In some optional examples, as shown in FIG. 5, step 140 includes steps 1401 and 1403.

Step 1401. Generate, based on the image, a first intermediate feature map by using a first sub-network in a feature extraction network in the three-dimensional visual perception model.

Optionally, the feature extraction network in the three-dimensional visual perception model may be a feature pyramid network (FPN). Certainly, the feature extraction network is not limited hereto, and may also be other types of feature extractors. This is not limited in this disclosure.

In an optional example, for a structure of the feature extraction network, reference may be made to FIG. 6. It may be learned from FIG. 6 that the feature extraction network may include a bottom-up part and a top-down part. The bottom-up part may include a network layer a1, a network layer a2, a network layer a3, and a network layer a4. The top-down part may include a network layer b1, a network layer b2, a network layer b3, and a network layer b4.

Optionally, the first sub-network in the feature extraction network may include the network layers a1 to a4, and the network layers b1 to b3. The first sub-network may perform downsampling four times and perform upsampling three times on the image, to obtain the first intermediate feature map. In this way, a width and a height of the first intermediate feature map may be ½ of the width and the height of the image, respectively.

» WHAT YOU NEED TO DO:
a. Answer these questions from the feature extraction text:
(i) What kind of network may the feature extraction network be?
(ii) Which network layers does the top-down part include?
(iii) How many times does the first sub-network perform upsampling on the image?
b. Do these statements agree with the feature extraction text? Answer yes or no for each, and quote the words of the text that decide it.
(i) The feature extraction network must be a feature pyramid network.
(ii) The bottom-up part may include network layers a1 through a4.
(iii) The first intermediate feature map may be half the width and height of the image.
c. Write the next part of the feature extraction text, starting after its final sentence.
The material here comes from a different source than the text.

» DATA BLOCK:
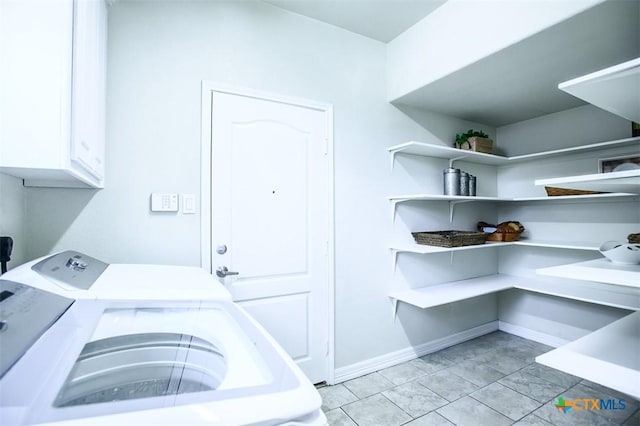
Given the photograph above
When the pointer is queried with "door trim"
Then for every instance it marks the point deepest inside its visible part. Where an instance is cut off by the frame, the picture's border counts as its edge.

» REPLIES:
a.
(i) A feature pyramid network (FPN).
(ii) Network layers b1, b2, b3, and b4.
(iii) Three times.

b.
(i) No: "the feature extraction network is not limited hereto, and may also be other types of feature extractors"
(ii) Yes: "The bottom-up part may include a network layer a1, a network layer a2, a network layer a3, and a network layer a4."
(iii) Yes: "a width and a height of the first intermediate feature map may be ½ of the width and the height of the image, respectively"

c.
Alternatively, the first sub-network in the feature extraction network may include the network layers a1 to a4 and the network layers b1 and b2. The first sub-network may perform downsampling four times and perform upsampling twice on the image, to obtain the first intermediate feature map. In this way, a width and a height of the first intermediate feature map may be ¼ of the width and the height of the image, respectively.

Certainly, the composition of the first sub-network is not limited hereto. For example, the first sub-network may include the network layers a1 to a4 and the network layer b1. The specific composition of the first sub-network may be set according to an actual situation, which is not limited in this disclosure.

It should be noted that the first sub-network may only include some network layers in the feature extraction network, and the remaining network layers in the feature extraction network may form a second sub-network, which may be used to generate a second intermediate feature map described below.

Step 1403. Fuse the first intermediate feature map with the position encoding feature map to obtain the fusion feature map.

In some optional implementations of this disclosure, as shown in FIG. 7, step 1403 includes steps 14031, 14033, 14035, and 14037.

Step 14031. Convert the position encoding feature map from an explicit representation to an implicit representation to obtain a third intermediate feature map.

In step 14031, convolution operation may be performed on the position encoding feature map to convert a feature in the position encoding feature map from an explicit feature into an implicit feature through linear transformation, so as to obtain the third intermediate feature map. The third intermediate feature map may be represented by using position embedding. A scale of the third intermediate feature map may be consistent with that of the position encoding feature map. To be specific, a width, a height, and a quantity of channels of the third intermediate feature map may be consistent with those of the position encoding feature map, respectively.

Step 14033. Overlay the first intermediate feature map and the third intermediate feature map along a channel direction to obtain a fourth intermediate feature map.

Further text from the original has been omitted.